### Problem details
Nothing but the lines below, from the first through the line containing "Target: backpack shoulder strap", should be set down, each one exactly and without pictures.

Natural language region descriptions

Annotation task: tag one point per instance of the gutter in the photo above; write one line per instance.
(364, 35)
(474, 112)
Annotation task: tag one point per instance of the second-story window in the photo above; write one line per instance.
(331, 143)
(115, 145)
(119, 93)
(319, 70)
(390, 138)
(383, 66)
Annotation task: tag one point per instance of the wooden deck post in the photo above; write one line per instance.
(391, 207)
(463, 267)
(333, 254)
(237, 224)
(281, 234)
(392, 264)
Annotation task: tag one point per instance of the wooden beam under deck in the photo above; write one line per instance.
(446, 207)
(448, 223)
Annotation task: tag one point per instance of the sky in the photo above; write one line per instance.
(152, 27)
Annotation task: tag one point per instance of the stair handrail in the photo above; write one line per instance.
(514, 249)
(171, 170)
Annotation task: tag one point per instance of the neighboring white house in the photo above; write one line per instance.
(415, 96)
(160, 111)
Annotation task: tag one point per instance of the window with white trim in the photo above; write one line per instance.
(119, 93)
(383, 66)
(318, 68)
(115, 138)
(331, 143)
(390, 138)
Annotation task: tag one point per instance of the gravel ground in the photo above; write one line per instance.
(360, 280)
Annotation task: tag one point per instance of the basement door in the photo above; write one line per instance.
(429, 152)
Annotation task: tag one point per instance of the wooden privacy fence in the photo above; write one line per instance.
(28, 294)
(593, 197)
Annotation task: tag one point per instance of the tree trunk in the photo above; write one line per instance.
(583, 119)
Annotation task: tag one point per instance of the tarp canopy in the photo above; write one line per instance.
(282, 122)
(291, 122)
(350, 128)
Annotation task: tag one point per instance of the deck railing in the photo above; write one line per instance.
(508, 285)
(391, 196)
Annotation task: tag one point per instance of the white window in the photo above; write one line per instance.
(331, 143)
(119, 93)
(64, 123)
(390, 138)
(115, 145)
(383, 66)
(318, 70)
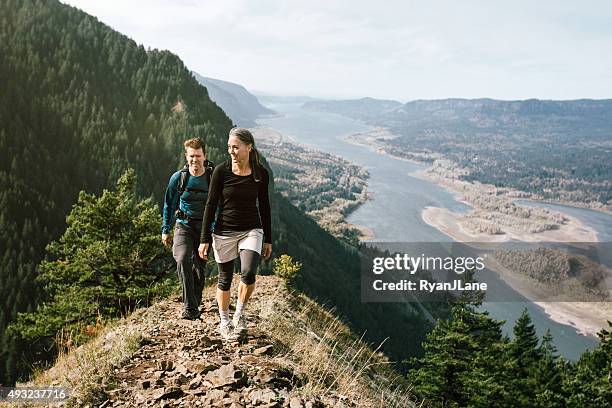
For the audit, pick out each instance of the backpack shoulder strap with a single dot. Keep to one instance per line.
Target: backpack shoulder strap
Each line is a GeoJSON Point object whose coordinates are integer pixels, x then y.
{"type": "Point", "coordinates": [182, 183]}
{"type": "Point", "coordinates": [209, 167]}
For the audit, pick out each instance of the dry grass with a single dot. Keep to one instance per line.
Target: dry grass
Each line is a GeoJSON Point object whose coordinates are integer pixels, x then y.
{"type": "Point", "coordinates": [86, 371]}
{"type": "Point", "coordinates": [330, 356]}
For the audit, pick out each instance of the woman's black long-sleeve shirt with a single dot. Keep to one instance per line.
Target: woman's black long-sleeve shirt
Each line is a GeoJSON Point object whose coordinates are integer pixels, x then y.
{"type": "Point", "coordinates": [239, 198]}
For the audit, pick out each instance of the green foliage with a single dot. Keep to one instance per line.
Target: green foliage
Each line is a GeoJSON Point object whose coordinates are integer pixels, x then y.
{"type": "Point", "coordinates": [108, 261]}
{"type": "Point", "coordinates": [462, 355]}
{"type": "Point", "coordinates": [468, 363]}
{"type": "Point", "coordinates": [286, 268]}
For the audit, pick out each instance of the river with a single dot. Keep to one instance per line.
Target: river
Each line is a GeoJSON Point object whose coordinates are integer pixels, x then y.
{"type": "Point", "coordinates": [394, 211]}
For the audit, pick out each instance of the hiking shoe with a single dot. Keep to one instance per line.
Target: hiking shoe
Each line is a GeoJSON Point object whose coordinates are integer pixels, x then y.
{"type": "Point", "coordinates": [190, 315]}
{"type": "Point", "coordinates": [227, 331]}
{"type": "Point", "coordinates": [240, 324]}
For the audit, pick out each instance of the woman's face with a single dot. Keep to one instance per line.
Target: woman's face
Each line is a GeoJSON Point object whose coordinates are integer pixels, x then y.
{"type": "Point", "coordinates": [238, 150]}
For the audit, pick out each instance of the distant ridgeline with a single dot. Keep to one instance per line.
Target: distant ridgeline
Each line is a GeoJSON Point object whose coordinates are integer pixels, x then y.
{"type": "Point", "coordinates": [560, 150]}
{"type": "Point", "coordinates": [80, 104]}
{"type": "Point", "coordinates": [238, 103]}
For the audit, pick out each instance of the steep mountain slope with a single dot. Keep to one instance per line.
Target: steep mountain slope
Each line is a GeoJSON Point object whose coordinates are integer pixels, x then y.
{"type": "Point", "coordinates": [296, 354]}
{"type": "Point", "coordinates": [81, 104]}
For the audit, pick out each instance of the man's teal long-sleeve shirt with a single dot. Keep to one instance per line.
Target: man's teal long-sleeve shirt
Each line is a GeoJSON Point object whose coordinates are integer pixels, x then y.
{"type": "Point", "coordinates": [192, 201]}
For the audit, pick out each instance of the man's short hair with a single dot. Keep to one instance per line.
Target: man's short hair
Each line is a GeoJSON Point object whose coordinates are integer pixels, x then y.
{"type": "Point", "coordinates": [195, 143]}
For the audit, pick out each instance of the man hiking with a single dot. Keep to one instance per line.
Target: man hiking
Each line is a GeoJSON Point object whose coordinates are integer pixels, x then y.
{"type": "Point", "coordinates": [184, 201]}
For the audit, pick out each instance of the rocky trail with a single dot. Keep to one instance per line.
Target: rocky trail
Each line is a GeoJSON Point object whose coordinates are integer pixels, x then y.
{"type": "Point", "coordinates": [183, 363]}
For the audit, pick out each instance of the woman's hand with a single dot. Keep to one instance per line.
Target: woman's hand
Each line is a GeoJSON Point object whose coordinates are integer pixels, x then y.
{"type": "Point", "coordinates": [203, 251]}
{"type": "Point", "coordinates": [266, 251]}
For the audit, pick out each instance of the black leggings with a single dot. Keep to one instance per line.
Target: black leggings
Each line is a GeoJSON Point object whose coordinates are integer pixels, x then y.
{"type": "Point", "coordinates": [248, 267]}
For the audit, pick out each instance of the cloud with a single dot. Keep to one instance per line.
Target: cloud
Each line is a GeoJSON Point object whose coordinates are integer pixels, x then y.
{"type": "Point", "coordinates": [398, 49]}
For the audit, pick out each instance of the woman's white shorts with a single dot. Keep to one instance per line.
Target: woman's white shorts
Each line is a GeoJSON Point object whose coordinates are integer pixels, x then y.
{"type": "Point", "coordinates": [227, 246]}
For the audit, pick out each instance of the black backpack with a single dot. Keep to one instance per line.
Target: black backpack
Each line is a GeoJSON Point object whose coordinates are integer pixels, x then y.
{"type": "Point", "coordinates": [208, 169]}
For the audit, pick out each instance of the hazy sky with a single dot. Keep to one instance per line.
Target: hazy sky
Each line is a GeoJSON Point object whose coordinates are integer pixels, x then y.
{"type": "Point", "coordinates": [401, 50]}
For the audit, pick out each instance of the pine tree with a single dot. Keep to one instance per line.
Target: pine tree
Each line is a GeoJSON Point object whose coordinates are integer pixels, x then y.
{"type": "Point", "coordinates": [524, 357]}
{"type": "Point", "coordinates": [590, 382]}
{"type": "Point", "coordinates": [463, 357]}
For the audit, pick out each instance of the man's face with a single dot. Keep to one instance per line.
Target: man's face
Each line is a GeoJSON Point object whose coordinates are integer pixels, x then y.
{"type": "Point", "coordinates": [195, 159]}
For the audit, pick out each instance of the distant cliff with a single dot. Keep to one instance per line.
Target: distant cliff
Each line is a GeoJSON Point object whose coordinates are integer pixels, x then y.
{"type": "Point", "coordinates": [555, 150]}
{"type": "Point", "coordinates": [238, 103]}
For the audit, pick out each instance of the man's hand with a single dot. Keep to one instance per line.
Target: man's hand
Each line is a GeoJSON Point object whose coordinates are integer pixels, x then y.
{"type": "Point", "coordinates": [203, 251]}
{"type": "Point", "coordinates": [266, 251]}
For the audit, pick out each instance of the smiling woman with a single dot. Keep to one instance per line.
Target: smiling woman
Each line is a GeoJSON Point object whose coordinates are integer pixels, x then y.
{"type": "Point", "coordinates": [242, 228]}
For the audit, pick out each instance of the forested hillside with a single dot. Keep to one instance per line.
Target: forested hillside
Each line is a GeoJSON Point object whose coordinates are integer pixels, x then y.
{"type": "Point", "coordinates": [80, 104]}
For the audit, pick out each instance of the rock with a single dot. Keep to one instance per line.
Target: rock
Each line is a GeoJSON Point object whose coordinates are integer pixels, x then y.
{"type": "Point", "coordinates": [262, 396]}
{"type": "Point", "coordinates": [295, 402]}
{"type": "Point", "coordinates": [263, 350]}
{"type": "Point", "coordinates": [195, 383]}
{"type": "Point", "coordinates": [226, 375]}
{"type": "Point", "coordinates": [249, 359]}
{"type": "Point", "coordinates": [214, 397]}
{"type": "Point", "coordinates": [165, 365]}
{"type": "Point", "coordinates": [280, 378]}
{"type": "Point", "coordinates": [203, 367]}
{"type": "Point", "coordinates": [180, 379]}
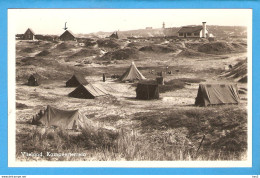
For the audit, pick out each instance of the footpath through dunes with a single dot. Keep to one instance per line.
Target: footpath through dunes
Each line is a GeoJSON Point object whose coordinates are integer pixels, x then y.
{"type": "Point", "coordinates": [156, 48]}
{"type": "Point", "coordinates": [217, 47]}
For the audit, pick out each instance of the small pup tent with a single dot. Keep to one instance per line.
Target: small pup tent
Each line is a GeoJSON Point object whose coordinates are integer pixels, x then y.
{"type": "Point", "coordinates": [76, 80]}
{"type": "Point", "coordinates": [67, 36]}
{"type": "Point", "coordinates": [34, 80]}
{"type": "Point", "coordinates": [214, 94]}
{"type": "Point", "coordinates": [147, 90]}
{"type": "Point", "coordinates": [65, 119]}
{"type": "Point", "coordinates": [131, 74]}
{"type": "Point", "coordinates": [88, 92]}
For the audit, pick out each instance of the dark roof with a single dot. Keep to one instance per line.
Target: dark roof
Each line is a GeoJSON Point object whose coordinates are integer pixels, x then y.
{"type": "Point", "coordinates": [190, 29]}
{"type": "Point", "coordinates": [30, 30]}
{"type": "Point", "coordinates": [81, 79]}
{"type": "Point", "coordinates": [68, 32]}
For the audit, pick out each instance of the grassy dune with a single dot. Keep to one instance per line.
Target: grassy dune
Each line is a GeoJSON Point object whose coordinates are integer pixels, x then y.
{"type": "Point", "coordinates": [166, 135]}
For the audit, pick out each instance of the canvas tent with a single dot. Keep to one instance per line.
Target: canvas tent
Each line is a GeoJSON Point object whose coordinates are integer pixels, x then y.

### Reply
Annotation task: tag one point per instance of the gutter in the photo above; write one line per instance.
(364, 35)
(474, 112)
Annotation task: tag one point per instance of the second-story window in the photo above; write one line per instance.
(331, 143)
(115, 145)
(119, 93)
(319, 70)
(390, 138)
(383, 66)
Annotation task: tag one point per instance of the wooden deck post in the photo above; write one line per instance.
(391, 207)
(463, 267)
(333, 254)
(237, 224)
(281, 234)
(392, 264)
Annotation task: tag one point per instance of the wooden beam under deck in the photo above; write one line per instance.
(446, 207)
(448, 223)
Annotation task: tag one point per instance of the sky in the photo above; write one line per instance.
(152, 27)
Annotation task: tag one point per instance of the stair handrail in the photo above; write one line per instance.
(514, 249)
(171, 170)
Annotation task: tag one point per instance of the neighboring white house in the photo above; write one line per instance.
(415, 96)
(160, 111)
Annotation task: tag one point per instance of the window with white trim in the photo above; write one line per instance.
(119, 93)
(383, 66)
(318, 68)
(115, 138)
(331, 143)
(390, 138)
Annotation task: tag one point per instance of the gravel ground in the photo above; write one line per instance.
(360, 280)
Annotation task: tag one point per instance of the basement door in the photo above; write one line per instance.
(429, 152)
Annotation task: tag one point per instance of the wooden privacy fence in the photo above; write one line per instance.
(28, 294)
(593, 197)
Annotation task: tag one point per instance of the tree trunk in the photo above; write one line per instance.
(583, 119)
Annotation task: tag one point per instance of the tarp canopy in the photo above; write one line per instance.
(282, 122)
(291, 122)
(350, 128)
Annotation task: tag one point per instance of the deck railing in the photo above; write one line per instance.
(508, 285)
(391, 196)
Annotation task: tag one point per instance of the white window in the photo above; write one line per instance.
(331, 143)
(119, 93)
(64, 123)
(390, 138)
(115, 145)
(383, 66)
(318, 70)
For the audit, pick out each instance of the backpack shoulder strap with a single dot. Keep to one instance per line.
Target: backpack shoulder strap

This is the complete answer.